REQUIRED TASK: Reproduce the material below word for word, starting at the line that contains "Scan the photo above and find every white" and ending at the line that contains "64 67 106 109", including both of those lines.

DATA SUPPLIED:
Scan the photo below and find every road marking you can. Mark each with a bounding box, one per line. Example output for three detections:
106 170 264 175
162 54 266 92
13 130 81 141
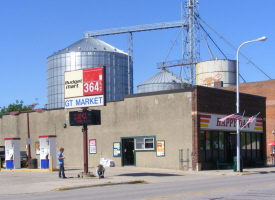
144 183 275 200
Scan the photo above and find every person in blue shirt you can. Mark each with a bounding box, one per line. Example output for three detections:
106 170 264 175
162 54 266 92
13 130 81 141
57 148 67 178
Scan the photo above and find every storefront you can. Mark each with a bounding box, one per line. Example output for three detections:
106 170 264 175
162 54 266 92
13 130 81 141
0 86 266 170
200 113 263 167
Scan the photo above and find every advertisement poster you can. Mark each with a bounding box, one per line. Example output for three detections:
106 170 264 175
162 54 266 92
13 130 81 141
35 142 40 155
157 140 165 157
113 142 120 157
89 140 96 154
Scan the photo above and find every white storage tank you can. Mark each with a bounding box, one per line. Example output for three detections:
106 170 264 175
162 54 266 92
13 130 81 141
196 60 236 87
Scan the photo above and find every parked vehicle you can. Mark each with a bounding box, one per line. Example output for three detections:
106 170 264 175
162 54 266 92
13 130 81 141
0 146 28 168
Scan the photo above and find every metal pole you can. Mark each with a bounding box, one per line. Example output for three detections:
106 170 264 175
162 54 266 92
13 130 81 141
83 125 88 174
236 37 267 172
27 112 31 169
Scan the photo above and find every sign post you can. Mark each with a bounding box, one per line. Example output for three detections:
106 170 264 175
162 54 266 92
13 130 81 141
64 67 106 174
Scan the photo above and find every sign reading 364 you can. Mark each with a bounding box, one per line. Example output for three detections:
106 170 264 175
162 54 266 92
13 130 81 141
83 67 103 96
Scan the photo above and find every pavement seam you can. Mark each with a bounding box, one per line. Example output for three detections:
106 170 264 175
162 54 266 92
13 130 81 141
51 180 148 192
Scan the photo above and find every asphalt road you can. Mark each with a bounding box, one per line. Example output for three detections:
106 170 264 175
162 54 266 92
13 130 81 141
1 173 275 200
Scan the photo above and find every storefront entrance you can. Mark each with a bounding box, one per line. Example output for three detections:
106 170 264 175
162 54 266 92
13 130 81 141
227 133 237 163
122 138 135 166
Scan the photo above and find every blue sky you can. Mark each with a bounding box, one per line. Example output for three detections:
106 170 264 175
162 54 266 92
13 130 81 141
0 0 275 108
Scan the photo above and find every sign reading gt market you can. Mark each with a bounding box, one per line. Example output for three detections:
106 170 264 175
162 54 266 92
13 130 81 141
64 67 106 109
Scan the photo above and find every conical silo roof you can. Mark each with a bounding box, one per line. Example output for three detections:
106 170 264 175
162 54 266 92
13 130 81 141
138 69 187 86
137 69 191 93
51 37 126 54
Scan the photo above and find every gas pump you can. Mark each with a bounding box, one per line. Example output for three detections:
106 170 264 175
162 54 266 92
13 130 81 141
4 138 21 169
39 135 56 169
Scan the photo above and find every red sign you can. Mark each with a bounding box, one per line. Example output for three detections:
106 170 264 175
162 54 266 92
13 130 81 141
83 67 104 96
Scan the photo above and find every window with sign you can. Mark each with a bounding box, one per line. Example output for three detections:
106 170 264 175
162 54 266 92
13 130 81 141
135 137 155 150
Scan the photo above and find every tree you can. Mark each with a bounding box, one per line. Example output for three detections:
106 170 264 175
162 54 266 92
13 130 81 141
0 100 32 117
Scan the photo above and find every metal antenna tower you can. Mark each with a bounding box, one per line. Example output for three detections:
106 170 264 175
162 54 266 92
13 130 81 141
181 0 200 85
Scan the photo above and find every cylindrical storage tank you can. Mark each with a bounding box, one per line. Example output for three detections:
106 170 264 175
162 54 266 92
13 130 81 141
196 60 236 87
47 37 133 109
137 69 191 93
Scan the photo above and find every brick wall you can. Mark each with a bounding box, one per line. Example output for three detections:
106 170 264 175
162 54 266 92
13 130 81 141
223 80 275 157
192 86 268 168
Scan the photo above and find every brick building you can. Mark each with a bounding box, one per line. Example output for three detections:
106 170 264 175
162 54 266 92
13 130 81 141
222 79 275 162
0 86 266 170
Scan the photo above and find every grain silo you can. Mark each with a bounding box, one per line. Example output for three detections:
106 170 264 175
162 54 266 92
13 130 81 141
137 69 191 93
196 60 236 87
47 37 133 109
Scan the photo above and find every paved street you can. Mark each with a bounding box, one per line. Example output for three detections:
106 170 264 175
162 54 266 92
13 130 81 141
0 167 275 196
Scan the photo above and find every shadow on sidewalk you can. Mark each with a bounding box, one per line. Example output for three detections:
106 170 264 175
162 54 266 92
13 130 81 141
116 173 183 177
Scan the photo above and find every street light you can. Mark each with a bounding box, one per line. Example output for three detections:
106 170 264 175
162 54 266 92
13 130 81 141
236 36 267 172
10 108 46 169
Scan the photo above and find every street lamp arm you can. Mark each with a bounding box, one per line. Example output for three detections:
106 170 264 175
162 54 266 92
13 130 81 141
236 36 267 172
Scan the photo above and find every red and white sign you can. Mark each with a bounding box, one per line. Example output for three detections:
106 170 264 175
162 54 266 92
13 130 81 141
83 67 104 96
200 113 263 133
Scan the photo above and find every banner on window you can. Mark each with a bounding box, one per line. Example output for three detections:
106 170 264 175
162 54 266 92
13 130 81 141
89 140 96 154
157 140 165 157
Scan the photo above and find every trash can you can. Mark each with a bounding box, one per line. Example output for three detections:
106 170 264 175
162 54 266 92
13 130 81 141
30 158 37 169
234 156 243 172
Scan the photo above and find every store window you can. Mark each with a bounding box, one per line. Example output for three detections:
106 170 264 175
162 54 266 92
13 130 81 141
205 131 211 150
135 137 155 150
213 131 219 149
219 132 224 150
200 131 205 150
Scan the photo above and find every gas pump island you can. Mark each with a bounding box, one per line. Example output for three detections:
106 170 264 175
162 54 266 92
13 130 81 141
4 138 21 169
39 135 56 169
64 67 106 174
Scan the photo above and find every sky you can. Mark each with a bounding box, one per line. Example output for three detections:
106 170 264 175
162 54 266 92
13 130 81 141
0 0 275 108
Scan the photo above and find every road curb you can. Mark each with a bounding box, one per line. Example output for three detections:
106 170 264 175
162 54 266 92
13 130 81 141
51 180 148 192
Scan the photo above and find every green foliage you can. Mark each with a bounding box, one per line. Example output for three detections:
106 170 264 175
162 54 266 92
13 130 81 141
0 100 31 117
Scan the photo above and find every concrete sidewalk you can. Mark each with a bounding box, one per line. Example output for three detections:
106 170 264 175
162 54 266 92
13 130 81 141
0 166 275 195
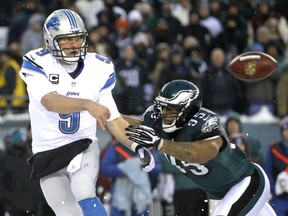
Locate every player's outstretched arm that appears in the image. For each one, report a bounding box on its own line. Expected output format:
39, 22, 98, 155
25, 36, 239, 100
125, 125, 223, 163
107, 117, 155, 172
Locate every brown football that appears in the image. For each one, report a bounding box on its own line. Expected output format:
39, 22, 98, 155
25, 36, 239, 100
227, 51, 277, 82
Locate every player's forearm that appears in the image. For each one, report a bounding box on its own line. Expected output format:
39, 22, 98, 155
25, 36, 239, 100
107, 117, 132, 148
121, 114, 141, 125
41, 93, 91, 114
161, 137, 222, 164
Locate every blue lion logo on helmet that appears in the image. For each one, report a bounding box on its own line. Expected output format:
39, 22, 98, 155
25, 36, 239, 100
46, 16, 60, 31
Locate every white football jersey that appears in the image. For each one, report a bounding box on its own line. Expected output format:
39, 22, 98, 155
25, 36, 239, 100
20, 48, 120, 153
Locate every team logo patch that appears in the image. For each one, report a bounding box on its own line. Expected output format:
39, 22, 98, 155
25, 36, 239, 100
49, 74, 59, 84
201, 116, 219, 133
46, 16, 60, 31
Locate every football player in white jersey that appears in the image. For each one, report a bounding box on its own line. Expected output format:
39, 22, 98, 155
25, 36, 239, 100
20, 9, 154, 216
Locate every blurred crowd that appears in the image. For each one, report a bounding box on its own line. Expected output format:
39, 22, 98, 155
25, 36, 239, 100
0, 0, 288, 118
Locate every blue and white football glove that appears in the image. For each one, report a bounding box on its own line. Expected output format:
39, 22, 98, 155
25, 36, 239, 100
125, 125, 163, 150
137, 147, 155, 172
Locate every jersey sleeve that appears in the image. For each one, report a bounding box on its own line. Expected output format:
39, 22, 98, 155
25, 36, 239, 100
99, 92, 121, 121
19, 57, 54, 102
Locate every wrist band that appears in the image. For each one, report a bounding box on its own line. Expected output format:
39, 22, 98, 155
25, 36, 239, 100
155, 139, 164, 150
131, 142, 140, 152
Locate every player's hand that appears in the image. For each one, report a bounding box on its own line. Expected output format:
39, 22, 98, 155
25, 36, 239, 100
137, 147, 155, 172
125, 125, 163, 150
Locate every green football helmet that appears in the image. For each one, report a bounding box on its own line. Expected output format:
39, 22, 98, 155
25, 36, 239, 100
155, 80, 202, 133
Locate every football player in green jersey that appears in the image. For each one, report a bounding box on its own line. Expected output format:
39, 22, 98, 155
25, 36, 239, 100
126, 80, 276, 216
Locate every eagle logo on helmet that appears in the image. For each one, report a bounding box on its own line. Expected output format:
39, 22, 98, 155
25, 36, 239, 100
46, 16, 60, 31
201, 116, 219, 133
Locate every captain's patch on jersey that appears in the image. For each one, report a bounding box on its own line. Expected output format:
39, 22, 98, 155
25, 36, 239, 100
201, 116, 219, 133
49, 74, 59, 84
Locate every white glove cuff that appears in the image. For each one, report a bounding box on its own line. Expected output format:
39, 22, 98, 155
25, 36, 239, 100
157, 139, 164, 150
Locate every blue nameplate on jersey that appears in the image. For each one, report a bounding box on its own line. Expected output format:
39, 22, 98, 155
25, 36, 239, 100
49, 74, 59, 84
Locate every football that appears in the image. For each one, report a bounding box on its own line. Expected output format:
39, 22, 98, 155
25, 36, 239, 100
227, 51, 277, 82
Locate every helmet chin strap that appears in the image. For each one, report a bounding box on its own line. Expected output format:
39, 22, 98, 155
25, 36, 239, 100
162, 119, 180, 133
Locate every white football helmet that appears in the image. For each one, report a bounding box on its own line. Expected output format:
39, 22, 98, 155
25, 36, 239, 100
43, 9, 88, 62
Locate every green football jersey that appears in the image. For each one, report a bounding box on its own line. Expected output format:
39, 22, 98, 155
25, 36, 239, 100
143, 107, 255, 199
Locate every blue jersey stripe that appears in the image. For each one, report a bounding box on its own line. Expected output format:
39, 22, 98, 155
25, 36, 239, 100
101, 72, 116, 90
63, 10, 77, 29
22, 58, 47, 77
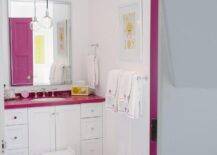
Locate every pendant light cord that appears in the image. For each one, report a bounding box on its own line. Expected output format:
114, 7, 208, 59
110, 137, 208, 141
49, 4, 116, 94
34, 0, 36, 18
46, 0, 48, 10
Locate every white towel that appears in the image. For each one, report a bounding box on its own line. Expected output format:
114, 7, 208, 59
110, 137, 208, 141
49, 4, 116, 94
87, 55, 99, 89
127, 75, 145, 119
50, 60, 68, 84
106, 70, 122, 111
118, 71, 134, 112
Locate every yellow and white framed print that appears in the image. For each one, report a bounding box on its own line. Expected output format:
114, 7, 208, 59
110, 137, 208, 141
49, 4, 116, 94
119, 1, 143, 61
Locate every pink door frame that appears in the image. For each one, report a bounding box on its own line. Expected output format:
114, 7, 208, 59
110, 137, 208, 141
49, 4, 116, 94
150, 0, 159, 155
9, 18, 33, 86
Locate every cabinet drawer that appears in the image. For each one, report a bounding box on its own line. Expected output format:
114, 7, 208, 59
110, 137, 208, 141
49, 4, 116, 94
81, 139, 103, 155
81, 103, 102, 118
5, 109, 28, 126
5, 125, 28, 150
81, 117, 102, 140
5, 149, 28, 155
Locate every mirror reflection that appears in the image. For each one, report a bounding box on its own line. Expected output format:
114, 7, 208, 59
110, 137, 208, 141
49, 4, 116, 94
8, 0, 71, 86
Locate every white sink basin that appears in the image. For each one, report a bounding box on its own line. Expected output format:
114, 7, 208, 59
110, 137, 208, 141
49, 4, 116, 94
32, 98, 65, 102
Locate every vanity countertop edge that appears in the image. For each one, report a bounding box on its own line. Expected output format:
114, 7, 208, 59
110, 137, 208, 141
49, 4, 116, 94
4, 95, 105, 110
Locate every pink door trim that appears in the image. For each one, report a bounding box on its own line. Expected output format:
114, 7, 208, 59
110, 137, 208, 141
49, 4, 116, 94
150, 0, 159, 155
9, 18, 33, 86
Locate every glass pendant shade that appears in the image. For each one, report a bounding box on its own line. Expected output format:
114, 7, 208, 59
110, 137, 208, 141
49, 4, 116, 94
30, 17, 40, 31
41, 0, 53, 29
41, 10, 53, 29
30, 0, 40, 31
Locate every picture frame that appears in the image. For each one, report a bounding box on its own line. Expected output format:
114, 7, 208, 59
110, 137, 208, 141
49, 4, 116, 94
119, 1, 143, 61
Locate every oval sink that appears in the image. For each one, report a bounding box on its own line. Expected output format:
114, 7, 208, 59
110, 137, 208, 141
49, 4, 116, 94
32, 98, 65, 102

OUTPUT FOR THIS TASK:
Scan the photo above and find every white storage tank you can. Mark each with a bounding box, one per line. Example output for three detections:
106 170 264 175
162 54 266 92
13 130 81 141
196 60 236 87
Scan the photo above and find every parked vehicle you can. Mark each with a bounding box, one per line. Example output for three detections:
106 170 264 175
162 54 266 92
13 130 81 141
0 146 28 168
Scan the photo above and find every metal pole you can. Mark each with a bounding box, one per line. Example output for three detections:
106 170 264 175
162 54 266 92
13 130 81 141
83 125 88 174
236 37 267 172
27 112 31 169
Scan the photo above and find every sign post you can. Mark each with a bounding box, one per line. Example output for three detections:
106 170 264 175
162 54 266 92
13 130 81 141
64 67 106 174
Scan the photo above and find every sign reading 364 you can. Mark each with a bounding box, one per line. Example output for three detections:
106 170 264 175
162 54 266 92
13 130 81 141
83 67 103 96
Scan the photo above and find every pavement seam you can. Mark each with a bounding box, one per line. Example output for three detections:
106 170 264 175
162 54 266 92
13 130 81 141
51 180 148 192
Scan the photo above and find every asphalt road you can. Mark each with a bounding box, one per line. Example output for three detections:
106 170 264 175
162 54 266 92
13 130 81 141
1 173 275 200
Scan the photo above and find every storefront entrance you can. Mark each with a bounding box, one per line. Example output for three detections:
106 170 264 175
162 54 266 92
13 130 81 141
227 133 237 163
122 138 135 166
Scan the photo above and find every blue sky you can. Mark each with a bounding box, one per line. Example output for three detections:
106 170 264 175
162 54 266 92
13 130 81 141
0 0 275 108
Scan the photo above and find every sign reading gt market you can. Mark each with a bounding box, one per line. Example output for three detections:
106 170 264 175
162 54 266 92
13 130 81 141
64 67 106 109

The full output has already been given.